▶ _SELECTED EXTRACT_:
This works fairly poorly when combined with advanced high-technology
consumerism.  What happens when what your potential employers want
most from the soon-to-be workers is 'to not have to employ them at
all'?  As long as consumers keep spending, that is their only real value.

This is decidedly at variance with historical precident, where one's
value was as a _producer_, and where consumption merely happened to
balance the books, so to speak. (_Lack_ of consumption mattered,
in that if you produced something that nobody wanted, you would end
up with surplus stock, and the indication that something was terribly
wrong with your business model.  Or maybe the harvest was extra good
this year ....)  Scarcity was the norm.  Forgetting the problems
of 'my factory won't scale' and 'my product is so expensive that
I have very few potential customers', you could build a working
business model based on the idea that you could sell all that you
could produce.  Thus converting all the farm workers into producers
made sense.

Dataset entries
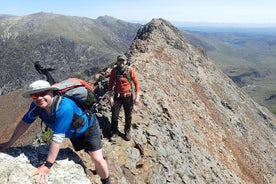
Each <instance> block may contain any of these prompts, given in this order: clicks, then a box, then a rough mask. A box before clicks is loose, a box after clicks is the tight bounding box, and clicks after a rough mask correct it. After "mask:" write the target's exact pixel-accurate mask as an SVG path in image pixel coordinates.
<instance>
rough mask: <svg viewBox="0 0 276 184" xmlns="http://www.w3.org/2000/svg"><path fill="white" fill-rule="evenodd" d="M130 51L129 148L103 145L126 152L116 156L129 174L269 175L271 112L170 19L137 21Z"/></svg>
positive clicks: (274, 138)
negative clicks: (230, 75) (134, 32)
mask: <svg viewBox="0 0 276 184" xmlns="http://www.w3.org/2000/svg"><path fill="white" fill-rule="evenodd" d="M130 56H131V63H132V65H133V66H134V67H135V68H136V70H137V71H138V74H139V78H140V80H141V86H142V91H143V93H142V104H141V105H140V106H139V107H136V108H137V109H136V111H135V112H136V113H137V114H135V115H134V117H136V119H135V120H136V121H135V122H134V123H135V127H136V129H134V130H133V139H134V142H133V143H134V144H133V148H132V152H131V151H130V150H131V148H129V147H128V146H129V145H126V147H123V146H124V145H125V143H121V145H120V146H118V147H116V148H117V149H116V148H114V146H112V145H111V146H106V147H105V149H106V152H107V155H112V154H113V155H116V154H117V155H124V156H121V158H125V159H126V161H124V162H122V161H120V160H119V159H118V160H117V161H118V165H119V166H120V165H121V167H122V166H124V167H127V168H128V169H129V170H130V173H133V175H131V177H133V178H131V177H130V176H128V181H135V182H136V183H139V182H141V183H272V181H275V177H273V176H275V172H276V168H275V164H274V161H275V156H276V149H275V146H276V145H275V142H276V137H275V131H276V127H275V126H276V124H275V122H276V119H275V116H273V115H272V114H271V113H270V112H269V111H268V110H267V109H265V108H262V107H261V106H259V105H258V104H257V103H255V102H254V101H253V100H252V99H251V98H250V97H248V96H247V95H246V94H245V93H244V92H243V91H242V90H240V88H239V87H237V86H236V85H235V84H234V83H233V82H232V81H231V79H229V78H228V77H227V76H226V75H225V74H224V73H223V72H222V71H221V70H219V69H218V68H217V67H216V66H215V65H214V64H213V63H212V62H211V61H210V60H209V59H208V58H207V57H206V56H205V55H204V54H203V53H202V51H200V50H198V49H196V48H194V47H193V46H191V45H190V44H188V42H187V41H186V40H185V38H183V37H182V35H181V33H180V32H179V31H178V30H177V29H176V28H175V27H173V26H172V25H171V24H170V23H168V22H166V21H164V20H162V19H156V20H153V21H152V22H150V23H149V24H147V25H145V26H143V27H142V28H141V29H140V30H139V32H138V34H137V37H136V39H135V41H134V43H133V44H132V46H131V48H130ZM137 144H138V145H141V147H142V148H144V149H143V151H144V152H143V155H140V156H136V157H135V156H132V155H131V153H136V152H135V150H137ZM135 148H136V149H135ZM115 153H116V154H115ZM138 155H139V154H138ZM133 157H134V158H133ZM131 158H132V159H131ZM110 159H111V158H110ZM130 160H131V161H130ZM273 160H274V161H273ZM130 162H135V164H131V165H130V164H129V163H130ZM133 165H134V166H133Z"/></svg>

▶ _ACTIVITY_:
Copy the stretch from "This works fairly" through "only real value." in the passage on consumerism, substituting "hiring managers" for "employers".

▶ _SOLVED EXERCISE_:
This works fairly poorly when combined with advanced high-technology
consumerism.  What happens when what your potential hiring managers want
most from the soon-to-be workers is 'to not have to employ them at
all'?  As long as consumers keep spending, that is their only real value.